Aim of the exercise:
Reproduce every one of the following records verbatim, line for line, with no changes.

Data excerpts:
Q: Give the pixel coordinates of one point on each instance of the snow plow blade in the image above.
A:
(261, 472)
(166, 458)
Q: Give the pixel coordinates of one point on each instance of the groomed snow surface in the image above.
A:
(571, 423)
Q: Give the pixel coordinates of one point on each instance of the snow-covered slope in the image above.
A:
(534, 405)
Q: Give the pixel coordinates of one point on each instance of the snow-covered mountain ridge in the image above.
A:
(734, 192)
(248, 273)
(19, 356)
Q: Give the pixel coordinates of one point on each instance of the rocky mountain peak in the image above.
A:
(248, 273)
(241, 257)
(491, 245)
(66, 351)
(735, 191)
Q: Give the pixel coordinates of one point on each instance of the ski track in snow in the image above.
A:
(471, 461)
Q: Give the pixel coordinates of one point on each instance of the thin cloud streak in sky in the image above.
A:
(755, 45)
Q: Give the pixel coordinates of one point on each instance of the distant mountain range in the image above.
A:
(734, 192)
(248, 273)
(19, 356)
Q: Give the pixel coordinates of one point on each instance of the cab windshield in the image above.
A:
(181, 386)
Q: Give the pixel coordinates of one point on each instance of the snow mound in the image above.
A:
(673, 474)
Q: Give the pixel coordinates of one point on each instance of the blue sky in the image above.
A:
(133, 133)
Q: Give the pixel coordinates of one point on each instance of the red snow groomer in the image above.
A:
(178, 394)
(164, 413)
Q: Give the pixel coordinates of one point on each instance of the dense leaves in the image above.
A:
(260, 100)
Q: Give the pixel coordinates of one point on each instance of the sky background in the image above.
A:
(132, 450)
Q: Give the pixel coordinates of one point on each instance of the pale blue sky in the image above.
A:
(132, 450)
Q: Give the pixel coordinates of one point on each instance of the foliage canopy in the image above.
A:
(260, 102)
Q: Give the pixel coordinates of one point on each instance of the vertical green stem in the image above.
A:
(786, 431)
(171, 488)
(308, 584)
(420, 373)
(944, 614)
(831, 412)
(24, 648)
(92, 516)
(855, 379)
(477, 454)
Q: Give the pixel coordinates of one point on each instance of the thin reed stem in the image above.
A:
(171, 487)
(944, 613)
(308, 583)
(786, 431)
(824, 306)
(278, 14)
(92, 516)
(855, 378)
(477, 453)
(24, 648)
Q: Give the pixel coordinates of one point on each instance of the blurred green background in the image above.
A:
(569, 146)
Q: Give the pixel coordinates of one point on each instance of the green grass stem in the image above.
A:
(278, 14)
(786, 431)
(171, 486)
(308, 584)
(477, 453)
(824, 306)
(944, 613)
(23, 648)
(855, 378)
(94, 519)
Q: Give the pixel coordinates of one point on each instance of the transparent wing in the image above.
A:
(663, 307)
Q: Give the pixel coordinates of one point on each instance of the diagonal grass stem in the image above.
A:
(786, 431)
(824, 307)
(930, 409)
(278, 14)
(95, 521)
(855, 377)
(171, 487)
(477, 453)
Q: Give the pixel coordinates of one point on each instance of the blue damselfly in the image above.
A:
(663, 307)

Exercise answer:
Q: Give the pixel coordinates of one point on each instance of the snow plow blade in the image above.
A:
(261, 472)
(166, 458)
Q: Give the pixel coordinates of one point on each instance of the groomed snow surface in the image above.
A:
(571, 423)
Q: Give the pixel coordinates of one point on each instance of the snow-covered slope in the image above.
A:
(534, 405)
Q: Give the pixel coordinates of one point on each instance of the snow-covered mountain ridge in the image above.
A:
(734, 192)
(248, 273)
(19, 356)
Q: Give the pixel coordinates of one point on each instance of the rocky mountain peak in the image above.
A:
(248, 273)
(241, 257)
(491, 245)
(66, 351)
(735, 191)
Q: Give the pixel coordinates of one point on each instance of the ski track in snow in the image above.
A:
(471, 461)
Q: Give the pixel coordinates of one point on each instance of the thin cloud streak in sky in the image above.
A:
(755, 45)
Q: Give the pixel coordinates of one point on each instance of the distant mountain range in the image above.
A:
(734, 192)
(248, 273)
(19, 356)
Q: Give the pixel coordinates of one point on each instance of the cab windshield in the image above.
A:
(181, 386)
Q: Give the pixel coordinates of one point on each instance of the snow mound in the image above.
A:
(673, 474)
Q: Give the pixel coordinates of one point on each instance of the blue sky in the image above.
A:
(133, 133)
Q: Give the pixel coordinates of one point on each instance of the red snow groomer in the image above.
A:
(178, 394)
(164, 413)
Q: Give the pixel coordinates of one point on each instance of the dense leaves in the image above.
A:
(260, 100)
Q: Give the pixel coordinates of one point on each instance of the sky background in the image above.
A:
(132, 450)
Q: Give the pixel coordinates of one point on each instance of the pale blue sky in the image above.
A:
(132, 450)
Q: Give the pixel coordinates of one point on each instance of the foliage canopy in the image above.
A:
(260, 102)
Q: Give the pixel coordinates of one point on each instance of the vertical green stem in the image above.
A:
(786, 431)
(171, 488)
(308, 584)
(420, 373)
(944, 614)
(831, 412)
(24, 648)
(92, 516)
(855, 379)
(477, 454)
Q: Give the pixel coordinates of one point on each instance of the thin reed stem in the image above.
A:
(171, 487)
(944, 613)
(308, 583)
(786, 431)
(824, 306)
(278, 14)
(92, 516)
(855, 378)
(477, 453)
(24, 648)
Q: Give the pixel coordinates of one point on each instance of the blurred green background in the image above.
A:
(569, 146)
Q: Give the pixel coordinates of one point on each instance of the green grass stem in the image above.
A:
(278, 14)
(786, 431)
(171, 486)
(308, 584)
(477, 453)
(824, 306)
(944, 613)
(23, 648)
(855, 378)
(94, 519)
Q: Give the pixel coordinates of one point on each instance of the transparent wing in the image above.
A:
(663, 307)
Q: Give the pixel coordinates of one point on each instance of the diagonal grass stem in the image above.
A:
(786, 431)
(824, 307)
(930, 409)
(278, 14)
(95, 521)
(855, 377)
(171, 487)
(477, 453)
Q: Give the pixel coordinates of one point on each instance of the blue damselfly in the image above.
A:
(663, 307)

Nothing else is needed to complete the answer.